───── RECORD EXTRACTS
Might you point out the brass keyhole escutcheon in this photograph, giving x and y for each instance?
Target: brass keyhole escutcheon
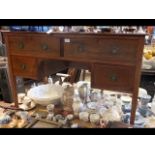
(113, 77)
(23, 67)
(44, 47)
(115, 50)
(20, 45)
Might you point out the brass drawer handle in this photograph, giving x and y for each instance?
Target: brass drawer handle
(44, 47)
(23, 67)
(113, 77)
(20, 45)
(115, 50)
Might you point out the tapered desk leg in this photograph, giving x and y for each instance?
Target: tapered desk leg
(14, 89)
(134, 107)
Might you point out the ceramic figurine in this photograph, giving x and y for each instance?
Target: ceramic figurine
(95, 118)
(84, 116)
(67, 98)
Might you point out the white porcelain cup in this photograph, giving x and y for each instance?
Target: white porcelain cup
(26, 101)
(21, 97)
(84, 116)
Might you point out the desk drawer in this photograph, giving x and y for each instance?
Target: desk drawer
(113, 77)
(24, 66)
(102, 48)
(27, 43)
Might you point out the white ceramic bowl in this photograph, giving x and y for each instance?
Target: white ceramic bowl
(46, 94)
──────────
───── RECORD EXTRACTS
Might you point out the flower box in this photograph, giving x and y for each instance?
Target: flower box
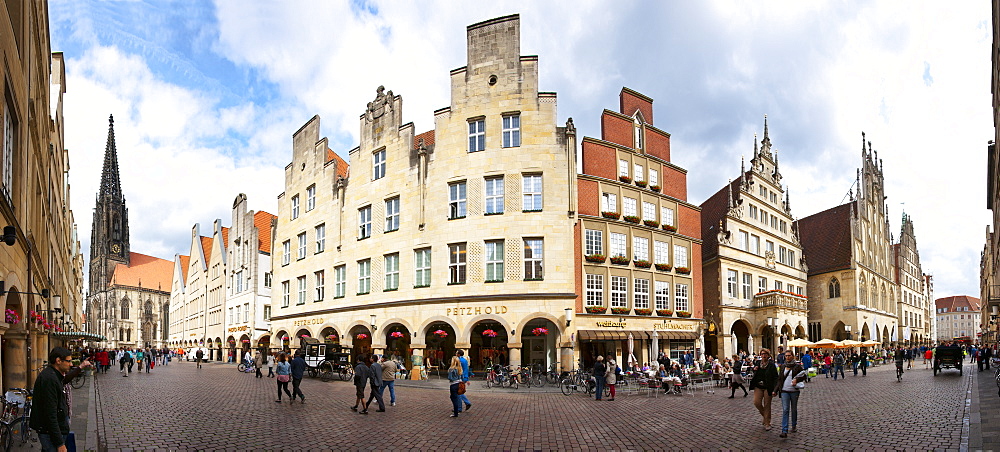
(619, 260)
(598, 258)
──────────
───── RECORD EXTRACTS
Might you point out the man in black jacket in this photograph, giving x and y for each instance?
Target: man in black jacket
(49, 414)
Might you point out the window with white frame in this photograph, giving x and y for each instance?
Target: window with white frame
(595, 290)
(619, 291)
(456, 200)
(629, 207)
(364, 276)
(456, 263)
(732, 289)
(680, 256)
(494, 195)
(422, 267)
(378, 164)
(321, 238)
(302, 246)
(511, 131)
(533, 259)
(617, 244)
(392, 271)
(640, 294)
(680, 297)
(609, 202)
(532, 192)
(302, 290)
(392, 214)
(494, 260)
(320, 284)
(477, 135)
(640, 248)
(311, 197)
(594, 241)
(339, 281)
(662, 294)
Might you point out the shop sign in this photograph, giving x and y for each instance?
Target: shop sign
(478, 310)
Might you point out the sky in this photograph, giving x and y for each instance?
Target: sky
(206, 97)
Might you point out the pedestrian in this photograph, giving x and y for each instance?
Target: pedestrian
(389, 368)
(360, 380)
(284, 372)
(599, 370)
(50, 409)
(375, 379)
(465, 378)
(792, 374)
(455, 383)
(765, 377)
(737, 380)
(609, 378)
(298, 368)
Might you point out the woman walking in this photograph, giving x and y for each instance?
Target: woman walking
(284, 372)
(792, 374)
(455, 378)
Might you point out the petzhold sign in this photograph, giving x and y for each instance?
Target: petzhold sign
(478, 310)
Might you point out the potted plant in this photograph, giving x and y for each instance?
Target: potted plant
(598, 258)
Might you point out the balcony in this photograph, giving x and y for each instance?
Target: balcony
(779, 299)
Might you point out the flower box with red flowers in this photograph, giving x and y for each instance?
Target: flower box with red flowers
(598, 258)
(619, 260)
──────────
◆ WORK INSTRUCTIONS:
Please identify each line in the rows above that contains the string "brass" and copy it. Treat uppercase and lowercase as different.

◆ WRITTEN ANSWER:
Might you point out the brass keyhole escutcheon in this photograph, giving x and y for each instance?
Target: brass keyhole escutcheon
Might you point out the brass drawer handle in this photograph, giving x and y for each instance?
Target: brass drawer handle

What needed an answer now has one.